OPDRACHT A
Geef voor elk van de volgende beweringen aan of deze overeenkomt met het tekstfragment hieronder: (i) het laatste theoretische college van de eerste masterclass werd verzorgd door Dr. Sarah Morton; (ii) Prof. dr. Arco Timmermans is hoogleraar aan de Universiteit van Amsterdam; (iii) de masterclass is drie keer gegeven. Antwoord per bewering met ja of nee en citeer letterlijk de woorden uit het tekstfragment die de doorslag geven.
OPDRACHT B
Geef uit de vermeldingen hieronder elke regel terug waarin het woord "post" voorkomt.
== TEKSTFRAGMENT ==
4 a. De masterclass is twee keer gegeven. Tijdens de eerste masterclass werd het laatste theoretische college verzorgd door Dr. Sarah Morton (Edingburgh University) en ging over de impact van onderzoek op beleid en praktijk en dan vooral hoe je dat inzichtelijk kan maken. De lesdoelen bij dit college waren: De deelnemer heeft n.a.v. dit college kennis over de verschillende generaties van denkmodellen over het gebruik van kennis in beleid en praktijk; De deelnemer heeft n.a.v. dit college kennis over verschillende definities van kennis gebruik en impact; De deelnemer heeft n.a.v. dit college kennis over methodologische overwegingen bij het meten van impact; De deelnemer heeft n.a.v. dit college kennis over het “Research Contribution Framework”. 4 b. Tijdens de tweede masterclass werd het laatste hoorcollege verzorgd door Prof. dr. Arco Timmermans, hoogleraar Public Affairs en Belangenbehartiging bij de Universiteit van Leiden, Campus Den Haag. Gedurende dit college werd verteld over de invloed van pieken in media aandacht op landelijk beleid. De lesdoelen bij dit college waren: • De deelnemer heeft n.a.v. dit college kennis over verschillende manieren waarop onderwerpen bij politici en beleidsmakers onder aandacht gebracht kunnen worden; • De deelnemer heeft n.a.v. dit college kennis over de cyclus van aandacht ontwikkeling en probleemdefiniëring; • De deelnemer heeft n.a.v. dit college kennis over kansen en obstakels bij het beïnvloeden van politieke ne beleidsagenda’s; • De deelnemer heeft n.a.v. dit college kennis over de inzet van kennis bij het beïnvloeden van politieke ne beleidsagenda’s. Tips • Het geven van het Engelse hoorcolleges werd door sommige GGD-deelnemers van de eerste masterclass als lastig ervaren. Veel GGD medewerkers zijn niet meer gewend aan het Engels en om ook in het Engels een leergesprek te voeren. Wanneer er alleen maar Nederlandstalige deelnemers zijn en geen Engelstalige sprekers heeft het de voorkeur om de theoretische colleges in het Nederlands te doen. • De eerste twee theoretische hoorcolleges bevatten elementen over de (regionale ) volksgezondheid toekomstverkenningen. Wanneer er veel GGD medewerkers deelnemen, hoeft er niet veel aandacht aan de (regionale )VTV geschonken te worden want daar is men al mee bekend. • Het bewust inplannen van docenten van onderwijsleergesprekken klassikaal of in subgroepen draagt bij aan de praktische toepassing van de theorie in concrete situaties.
===
== AANGELEVERDE GEGEVENS ==
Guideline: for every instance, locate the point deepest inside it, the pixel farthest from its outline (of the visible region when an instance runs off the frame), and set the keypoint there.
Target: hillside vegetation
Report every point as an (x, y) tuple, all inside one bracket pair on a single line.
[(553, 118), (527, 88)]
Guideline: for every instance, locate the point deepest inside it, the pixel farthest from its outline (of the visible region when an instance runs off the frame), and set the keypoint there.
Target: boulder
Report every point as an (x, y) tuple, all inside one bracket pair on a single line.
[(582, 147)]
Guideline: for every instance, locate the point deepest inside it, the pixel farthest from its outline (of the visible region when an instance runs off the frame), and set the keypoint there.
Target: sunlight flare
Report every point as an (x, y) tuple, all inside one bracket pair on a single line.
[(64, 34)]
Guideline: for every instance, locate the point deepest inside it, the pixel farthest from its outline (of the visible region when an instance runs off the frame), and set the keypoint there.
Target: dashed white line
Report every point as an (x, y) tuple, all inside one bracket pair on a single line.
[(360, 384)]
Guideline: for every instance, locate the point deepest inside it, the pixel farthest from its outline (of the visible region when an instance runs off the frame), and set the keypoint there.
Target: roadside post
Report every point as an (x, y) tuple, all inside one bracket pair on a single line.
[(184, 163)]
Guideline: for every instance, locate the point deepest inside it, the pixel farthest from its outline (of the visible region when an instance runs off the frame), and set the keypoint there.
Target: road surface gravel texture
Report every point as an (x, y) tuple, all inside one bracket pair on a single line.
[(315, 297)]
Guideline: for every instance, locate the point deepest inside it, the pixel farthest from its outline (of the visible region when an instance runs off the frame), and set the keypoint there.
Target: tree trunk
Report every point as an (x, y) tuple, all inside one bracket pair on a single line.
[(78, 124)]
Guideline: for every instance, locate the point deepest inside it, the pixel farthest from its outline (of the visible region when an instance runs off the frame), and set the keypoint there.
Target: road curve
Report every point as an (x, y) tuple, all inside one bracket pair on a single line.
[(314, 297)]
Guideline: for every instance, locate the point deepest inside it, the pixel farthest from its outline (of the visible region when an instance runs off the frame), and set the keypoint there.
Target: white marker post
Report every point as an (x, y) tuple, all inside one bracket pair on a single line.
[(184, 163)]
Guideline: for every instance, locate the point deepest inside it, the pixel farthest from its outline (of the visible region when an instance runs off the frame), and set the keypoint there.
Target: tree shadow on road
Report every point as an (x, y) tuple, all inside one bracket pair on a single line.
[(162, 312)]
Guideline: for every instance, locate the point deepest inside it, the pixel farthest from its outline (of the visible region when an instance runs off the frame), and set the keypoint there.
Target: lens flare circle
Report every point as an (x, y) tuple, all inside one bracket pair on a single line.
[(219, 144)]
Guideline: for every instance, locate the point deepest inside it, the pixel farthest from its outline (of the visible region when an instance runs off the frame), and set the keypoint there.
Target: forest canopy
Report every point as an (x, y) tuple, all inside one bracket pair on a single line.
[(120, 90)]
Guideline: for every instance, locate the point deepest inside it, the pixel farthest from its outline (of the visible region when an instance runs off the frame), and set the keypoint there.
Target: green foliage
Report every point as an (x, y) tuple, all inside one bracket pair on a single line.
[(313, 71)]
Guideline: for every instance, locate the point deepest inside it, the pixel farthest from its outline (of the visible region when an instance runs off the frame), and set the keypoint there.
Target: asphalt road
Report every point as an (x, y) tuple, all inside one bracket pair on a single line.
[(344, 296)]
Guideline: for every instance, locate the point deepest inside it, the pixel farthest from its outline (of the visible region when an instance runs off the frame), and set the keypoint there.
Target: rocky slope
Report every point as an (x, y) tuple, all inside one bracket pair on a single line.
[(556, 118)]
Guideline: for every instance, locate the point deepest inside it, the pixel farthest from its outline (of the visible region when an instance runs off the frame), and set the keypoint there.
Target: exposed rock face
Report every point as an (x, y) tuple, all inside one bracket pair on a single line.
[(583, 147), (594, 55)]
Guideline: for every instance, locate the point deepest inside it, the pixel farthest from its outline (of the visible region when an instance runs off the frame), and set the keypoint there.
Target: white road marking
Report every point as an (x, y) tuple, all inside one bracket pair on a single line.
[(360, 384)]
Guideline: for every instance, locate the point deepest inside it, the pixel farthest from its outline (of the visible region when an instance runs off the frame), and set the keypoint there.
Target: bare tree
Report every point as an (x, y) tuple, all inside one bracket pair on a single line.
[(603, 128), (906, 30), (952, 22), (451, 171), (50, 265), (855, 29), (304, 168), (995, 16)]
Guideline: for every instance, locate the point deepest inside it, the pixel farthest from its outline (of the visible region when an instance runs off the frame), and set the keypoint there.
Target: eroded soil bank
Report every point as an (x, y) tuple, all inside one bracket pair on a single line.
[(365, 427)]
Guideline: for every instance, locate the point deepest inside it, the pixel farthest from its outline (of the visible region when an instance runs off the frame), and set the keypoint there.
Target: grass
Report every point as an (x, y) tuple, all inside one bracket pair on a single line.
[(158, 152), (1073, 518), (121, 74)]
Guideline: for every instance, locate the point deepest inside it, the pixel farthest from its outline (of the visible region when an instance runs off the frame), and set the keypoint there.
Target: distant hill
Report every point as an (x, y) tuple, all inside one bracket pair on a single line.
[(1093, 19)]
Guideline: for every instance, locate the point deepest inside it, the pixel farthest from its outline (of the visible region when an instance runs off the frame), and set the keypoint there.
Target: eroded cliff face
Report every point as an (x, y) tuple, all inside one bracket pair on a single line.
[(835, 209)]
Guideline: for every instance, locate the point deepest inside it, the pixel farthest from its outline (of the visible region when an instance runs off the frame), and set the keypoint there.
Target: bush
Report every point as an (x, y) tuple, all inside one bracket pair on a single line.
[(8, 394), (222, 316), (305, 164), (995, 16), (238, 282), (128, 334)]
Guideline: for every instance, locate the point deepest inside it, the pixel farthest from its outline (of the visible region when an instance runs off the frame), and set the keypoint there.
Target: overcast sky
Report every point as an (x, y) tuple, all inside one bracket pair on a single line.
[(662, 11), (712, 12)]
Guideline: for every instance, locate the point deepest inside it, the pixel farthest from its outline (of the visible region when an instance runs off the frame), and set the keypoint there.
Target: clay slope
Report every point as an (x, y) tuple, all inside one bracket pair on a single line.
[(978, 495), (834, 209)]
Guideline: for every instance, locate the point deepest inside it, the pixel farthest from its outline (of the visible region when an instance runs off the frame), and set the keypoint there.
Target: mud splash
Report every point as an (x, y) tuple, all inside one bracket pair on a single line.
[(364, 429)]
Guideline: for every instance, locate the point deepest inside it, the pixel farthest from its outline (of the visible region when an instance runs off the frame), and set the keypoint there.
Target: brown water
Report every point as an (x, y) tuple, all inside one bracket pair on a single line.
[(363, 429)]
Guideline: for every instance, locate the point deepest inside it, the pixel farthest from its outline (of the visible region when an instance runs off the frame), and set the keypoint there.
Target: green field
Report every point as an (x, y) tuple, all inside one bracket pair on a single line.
===
UITWERKING A
(i) Ja: „Tijdens de eerste masterclass werd het laatste theoretische college verzorgd door Dr. Sarah Morton (Edingburgh University)”
(ii) Nee: „hoogleraar Public Affairs en Belangenbehartiging bij de Universiteit van Leiden, Campus Den Haag”
(iii) Nee: „De masterclass is twee keer gegeven.”

UITWERKING B
Target: roadside post
Target: white marker post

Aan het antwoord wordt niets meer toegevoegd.